▸ Prompt
Restate the complete material exactly.

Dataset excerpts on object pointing
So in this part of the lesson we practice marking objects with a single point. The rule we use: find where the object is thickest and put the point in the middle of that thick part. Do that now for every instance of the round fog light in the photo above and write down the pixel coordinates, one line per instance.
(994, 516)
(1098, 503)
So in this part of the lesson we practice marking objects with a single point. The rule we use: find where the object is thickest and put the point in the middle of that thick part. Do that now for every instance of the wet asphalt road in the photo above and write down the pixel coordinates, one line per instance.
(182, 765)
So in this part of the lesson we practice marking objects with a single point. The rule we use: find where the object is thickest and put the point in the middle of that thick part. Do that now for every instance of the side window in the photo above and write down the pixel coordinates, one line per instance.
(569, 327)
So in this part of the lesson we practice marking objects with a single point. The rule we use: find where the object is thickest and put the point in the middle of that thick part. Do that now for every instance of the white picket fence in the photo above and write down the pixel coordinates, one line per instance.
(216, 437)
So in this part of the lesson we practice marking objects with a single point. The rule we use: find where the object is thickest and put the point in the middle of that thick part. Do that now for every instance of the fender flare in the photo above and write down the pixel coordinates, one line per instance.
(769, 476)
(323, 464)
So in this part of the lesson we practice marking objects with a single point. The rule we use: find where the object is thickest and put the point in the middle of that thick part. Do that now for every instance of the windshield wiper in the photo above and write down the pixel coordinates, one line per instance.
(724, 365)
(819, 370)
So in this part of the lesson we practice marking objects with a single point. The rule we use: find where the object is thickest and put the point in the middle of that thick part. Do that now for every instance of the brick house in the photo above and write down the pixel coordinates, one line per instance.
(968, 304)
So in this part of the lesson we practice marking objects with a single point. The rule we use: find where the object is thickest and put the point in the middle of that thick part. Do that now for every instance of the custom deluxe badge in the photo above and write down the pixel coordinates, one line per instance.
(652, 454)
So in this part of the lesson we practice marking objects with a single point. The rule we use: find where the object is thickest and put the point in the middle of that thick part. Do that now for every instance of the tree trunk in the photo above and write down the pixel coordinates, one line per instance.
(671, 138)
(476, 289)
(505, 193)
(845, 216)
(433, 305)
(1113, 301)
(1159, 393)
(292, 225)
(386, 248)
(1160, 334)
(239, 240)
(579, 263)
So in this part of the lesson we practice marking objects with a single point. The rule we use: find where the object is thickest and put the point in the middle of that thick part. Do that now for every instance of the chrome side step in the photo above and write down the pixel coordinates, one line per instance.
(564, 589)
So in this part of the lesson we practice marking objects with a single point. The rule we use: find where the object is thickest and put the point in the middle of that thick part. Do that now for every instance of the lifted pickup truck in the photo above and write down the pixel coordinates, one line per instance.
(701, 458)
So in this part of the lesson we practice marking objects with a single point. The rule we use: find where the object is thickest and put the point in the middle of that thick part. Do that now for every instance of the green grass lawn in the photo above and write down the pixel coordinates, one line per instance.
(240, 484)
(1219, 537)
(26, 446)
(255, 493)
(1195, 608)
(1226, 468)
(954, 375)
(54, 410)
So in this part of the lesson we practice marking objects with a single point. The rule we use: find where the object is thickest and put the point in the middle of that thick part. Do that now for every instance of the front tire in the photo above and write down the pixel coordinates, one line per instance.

▸ Correct result
So in this part of the lesson we practice marking objects with a single point. The rule we use: find where the object is thickest and put the point in the middle of that thick part. Do that now for every instance of the round fog light in the photo above and write down the pixel coordinates, one line per instance.
(994, 516)
(1098, 503)
So in this part of the lesson we practice marking objects with a single point. The rule we use: find where the object is thickest and put the point in the middle of that thick part. Do that now for every instance of the wet asphalt road in the photo above and write down the pixel coordinates, one line per instance.
(182, 765)
So in this part of the lesson we practice marking objects with a single point. The rule we use: find where the object is thickest and put the point in the middle of that thick part. Do that now for every instance of the side window in the photo above and write down the pixel coordinates, one line per instance.
(569, 327)
So in this part of the lesson we practice marking objects with a single point. The rule we use: find where the object is thickest and put the point in the middle of that thick part. Do that now for every instance of the white picket fence in the photo above and write down the pixel coordinates, one line per instance.
(216, 437)
So in this part of the lesson we practice marking objects with a single point. The rule we use: find where the object is thickest and put the point in the middle of that thick part. Do that now for every instance of the fender flare in the photo above and write down the pixel coordinates, one line per instance.
(769, 476)
(323, 464)
So in this part of the lesson we practice marking objects with a single point. The rule we use: find where the object is thickest and put the point in the middle of that thick part. Do that now for every instance of the windshield wiper in the photo above and write down the pixel coordinates, one line per instance.
(724, 365)
(819, 370)
So in this part of the lesson we practice marking objects with a single point. The rule we use: find where the object is thickest and put the point in the middle of that thick part. Do that now for every instance of the brick house in the photo above and write down the pixel coordinates, one line per instance.
(968, 304)
So in this part of the lesson we practice marking objects with a single point. The rule we use: find where the object is thickest and put the point in the middle of that thick part. Do that now for every instance of the custom deluxe badge in the photo above and write down the pixel coordinates, one line per instance.
(652, 454)
So in this part of the lesson we practice marking objects with a single point. The rule we use: find where the object is thickest and put the point in the middle of that thick part. Do that now for every instance of the tree trunk in the photo above and write down the pixel coordinates, one line per instance.
(671, 138)
(476, 289)
(505, 193)
(845, 216)
(433, 305)
(1113, 301)
(1159, 393)
(292, 225)
(386, 248)
(1160, 334)
(239, 240)
(579, 263)
So in this part of the lesson we practice marking objects with a single point. The rule we use: find where the object is thickest and put the point in the middle of that thick part. Do that now for every instance of the chrome side step in the photo above and write down the pixel coordinates, one line per instance.
(564, 589)
So in this part of the lesson we practice marking objects with a single point. The rule we use: find where the object is thickest and put the point in the middle of that thick part. Do that now for every instance of the lifted pickup truck in the photo above and write down the pixel coordinates, one line per instance.
(701, 458)
So in this part of the lesson we practice marking objects with a single point. The rule we use: find where the object is thickest and put the point in the middle of that thick part. Do that now for every instance of the green grass lawn in the photo above and write down the pixel coordinates, one line per instance.
(240, 484)
(1219, 537)
(26, 446)
(255, 493)
(1195, 608)
(1226, 468)
(954, 375)
(54, 410)
So in this part of the lesson we practice marking objects with a single point. The rule we use: find where the object is thickest and put the point in the middle of that thick part. Do that now for every instance of the front tire in the photo above and write down the pixel coordinates, one line per instance.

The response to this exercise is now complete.